### WHAT NEEDS TO BE DONE
Copy out the entries below, substituting "nonzero" for each occurrence of "even-odd" and changing nothing else.

(Data records)
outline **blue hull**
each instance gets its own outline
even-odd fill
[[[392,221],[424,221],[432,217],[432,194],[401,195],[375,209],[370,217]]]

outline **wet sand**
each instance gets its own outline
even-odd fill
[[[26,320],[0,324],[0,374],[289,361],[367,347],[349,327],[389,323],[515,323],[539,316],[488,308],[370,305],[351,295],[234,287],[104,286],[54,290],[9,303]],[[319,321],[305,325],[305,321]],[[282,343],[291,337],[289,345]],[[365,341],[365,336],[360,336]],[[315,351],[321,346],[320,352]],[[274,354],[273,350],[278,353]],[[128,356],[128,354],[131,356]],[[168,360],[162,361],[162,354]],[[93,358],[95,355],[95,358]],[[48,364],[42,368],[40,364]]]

### RESULT OF THE TASK
outline **blue hull**
each instance gets its own outline
nonzero fill
[[[392,221],[424,221],[432,217],[432,194],[401,195],[375,209],[370,217]]]

outline **wet sand**
each instance gets its own outline
nonzero fill
[[[26,320],[0,324],[0,374],[289,361],[367,347],[349,327],[389,323],[515,323],[539,316],[488,308],[370,305],[351,295],[234,287],[104,286],[54,290],[9,303]],[[319,321],[305,325],[305,321]],[[282,343],[291,337],[289,345]],[[365,341],[365,336],[360,336]],[[315,351],[321,346],[320,352]],[[274,354],[273,350],[278,353]],[[128,356],[128,354],[131,356]],[[168,360],[162,361],[162,354]],[[93,358],[95,355],[95,358]],[[48,364],[42,368],[40,364]]]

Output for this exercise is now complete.